Bitstream Inc. (Nasdaq: BITS) today reported that total revenue
increased by $826,000 or 14% to $6,808,000 for the three months
ended September 30, 2011 as compared to total revenue of $5,982,000
for the three months ended September 30, 2010. The Company’s
aggregate cash, cash equivalents, and investments at September 30,
2011 totaled $10,505,000, an increase of $103,000 from a balance of
$10,402,000 at June 30, 2011.
GAAP Loss
Our loss from operations increased $720,000 to $1,811,000 for
the three months ended September 30, 2011, as compared to
$1,091,000 for the three months ended September 30, 2010. Our net
loss increased $776,000 to $1,950,000 or $0.19 per share for the
three months ended September 30, 2011 as compared to $1,174,000 or
$0.12 per share for the three months ended September 30, 2010.
Non-GAAP Loss
Our non-GAAP results exclude stock-based compensation expense,
the amortization of intangible assets primarily acquired from
Press-Sense Ltd., acquisition costs for certain assets of
Press-Sense Ltd., the cost of the resignation agreement with our
former CEO, and transaction costs associated with merger and
separation activities. Our non-GAAP loss from operations increased
$184,000 to $771,000 for the three months ended September 30, 2011,
as compared to $587,000 for the three months ended September 30,
2010. Our non-GAAP net loss increased $240,000 to $910,000 or $0.09
per share for the three months ended September 30, 2011, as
compared to $670,000 or $0.07 per share for the three months ended
September 30, 2010. A reconciliation between GAAP and non-GAAP
results is provided at the end of this press release.
------------
STATED GOAL 1
According to the Bitstream earnings release, what was total revenue for the three months ended September 30, 2011?
STATED GOAL 2
Write the next part of the Bitstream earnings release, picking up after its final sentence.

DATASET
------------
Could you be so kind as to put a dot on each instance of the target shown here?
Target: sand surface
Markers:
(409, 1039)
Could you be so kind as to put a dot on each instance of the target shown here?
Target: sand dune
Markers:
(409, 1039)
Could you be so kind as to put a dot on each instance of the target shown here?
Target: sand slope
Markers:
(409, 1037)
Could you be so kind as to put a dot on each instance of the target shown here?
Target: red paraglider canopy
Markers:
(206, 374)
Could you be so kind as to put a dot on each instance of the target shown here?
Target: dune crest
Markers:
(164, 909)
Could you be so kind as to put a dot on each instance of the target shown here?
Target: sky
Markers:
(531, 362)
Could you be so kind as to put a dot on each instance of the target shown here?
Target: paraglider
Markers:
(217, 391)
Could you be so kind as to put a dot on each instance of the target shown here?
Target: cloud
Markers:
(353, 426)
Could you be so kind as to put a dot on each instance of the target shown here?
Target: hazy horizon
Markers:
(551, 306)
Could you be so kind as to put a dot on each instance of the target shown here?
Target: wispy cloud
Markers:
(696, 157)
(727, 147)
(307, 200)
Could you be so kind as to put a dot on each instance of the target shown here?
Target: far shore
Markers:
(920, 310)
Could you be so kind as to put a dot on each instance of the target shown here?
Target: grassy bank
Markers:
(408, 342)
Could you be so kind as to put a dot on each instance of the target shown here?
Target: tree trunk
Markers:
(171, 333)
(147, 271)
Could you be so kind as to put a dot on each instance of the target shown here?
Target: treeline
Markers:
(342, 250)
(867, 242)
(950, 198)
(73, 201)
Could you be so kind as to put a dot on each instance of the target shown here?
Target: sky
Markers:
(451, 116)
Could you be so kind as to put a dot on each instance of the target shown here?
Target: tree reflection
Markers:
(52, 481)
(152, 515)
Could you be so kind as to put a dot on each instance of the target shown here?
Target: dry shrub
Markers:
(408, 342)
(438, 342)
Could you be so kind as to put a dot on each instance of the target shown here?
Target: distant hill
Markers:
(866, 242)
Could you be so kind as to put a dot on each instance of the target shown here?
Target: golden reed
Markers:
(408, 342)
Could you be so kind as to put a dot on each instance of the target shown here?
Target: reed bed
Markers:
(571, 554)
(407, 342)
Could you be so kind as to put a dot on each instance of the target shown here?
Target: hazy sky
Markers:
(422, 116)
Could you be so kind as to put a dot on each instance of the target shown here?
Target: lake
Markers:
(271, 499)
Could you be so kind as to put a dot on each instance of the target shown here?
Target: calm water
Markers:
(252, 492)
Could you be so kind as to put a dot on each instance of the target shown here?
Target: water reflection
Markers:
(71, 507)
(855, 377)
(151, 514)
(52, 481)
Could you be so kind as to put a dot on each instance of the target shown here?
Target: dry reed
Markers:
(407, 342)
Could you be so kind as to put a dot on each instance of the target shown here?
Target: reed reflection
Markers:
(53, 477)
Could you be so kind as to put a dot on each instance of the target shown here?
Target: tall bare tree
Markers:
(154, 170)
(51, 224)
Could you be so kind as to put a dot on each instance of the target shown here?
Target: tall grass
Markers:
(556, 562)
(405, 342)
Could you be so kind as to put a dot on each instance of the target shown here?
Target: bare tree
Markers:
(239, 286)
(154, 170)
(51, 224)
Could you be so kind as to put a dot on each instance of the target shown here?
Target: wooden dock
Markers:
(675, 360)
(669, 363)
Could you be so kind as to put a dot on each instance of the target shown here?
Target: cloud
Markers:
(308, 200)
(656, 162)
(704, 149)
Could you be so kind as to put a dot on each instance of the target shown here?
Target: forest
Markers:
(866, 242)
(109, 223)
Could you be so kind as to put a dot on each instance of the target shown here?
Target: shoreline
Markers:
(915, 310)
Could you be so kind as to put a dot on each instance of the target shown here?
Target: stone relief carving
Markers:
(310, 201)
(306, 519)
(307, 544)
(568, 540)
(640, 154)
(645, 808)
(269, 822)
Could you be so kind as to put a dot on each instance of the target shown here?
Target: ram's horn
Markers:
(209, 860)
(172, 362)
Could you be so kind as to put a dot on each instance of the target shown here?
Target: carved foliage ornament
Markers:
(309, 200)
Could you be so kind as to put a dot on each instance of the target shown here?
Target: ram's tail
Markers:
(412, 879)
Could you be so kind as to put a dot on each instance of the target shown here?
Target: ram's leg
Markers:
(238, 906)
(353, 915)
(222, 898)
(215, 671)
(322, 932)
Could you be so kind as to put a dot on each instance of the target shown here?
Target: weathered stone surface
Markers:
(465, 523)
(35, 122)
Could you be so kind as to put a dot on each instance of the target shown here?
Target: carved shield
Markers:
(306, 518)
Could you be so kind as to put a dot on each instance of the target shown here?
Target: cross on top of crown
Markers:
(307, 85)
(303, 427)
------------
OUTPUT 1
$6,808,000

OUTPUT 2
“We are pleased to report that revenues across all of our
product lines increased in the third quarter as compared to the
same quarter in 2010,” said Amos Kaminski, Executive Chairman and
Chief Executive Officer. “Revenue for our Pageflex product line
increased 28% as compared to the third quarter of 2010 and the
addition of Elly Perets as Vice President of Sales and Marketing
last quarter has been a strong addition in our effort to drive our
marketing strategy and expand the reach of Pageflex products into
new regions. During the quarter we released our first mobile
application through the Apple App Store and announced a partnership
and OEM agreement with Heidelberg Druckmaschinen AG for Pageflex
Storefront.”
“As a result of our ongoing exploration of strategic
alternatives, we announced on November 10, 2011 that we entered
into a definitive agreement to sell our font business to Monotype
Imaging Holdings Inc. (NASDAQ: TYPE) in a cash merger valued at $50
million, subject to closing adjustments. Prior to the closing of
the merger, we will distribute to Bitstream shareholders shares of
a newly-formed company, Marlborough Software Development Holdings
Inc. that was formed to hold all of Bitstream's non-font assets,
including the Pageflex business and Bolt browser technology.”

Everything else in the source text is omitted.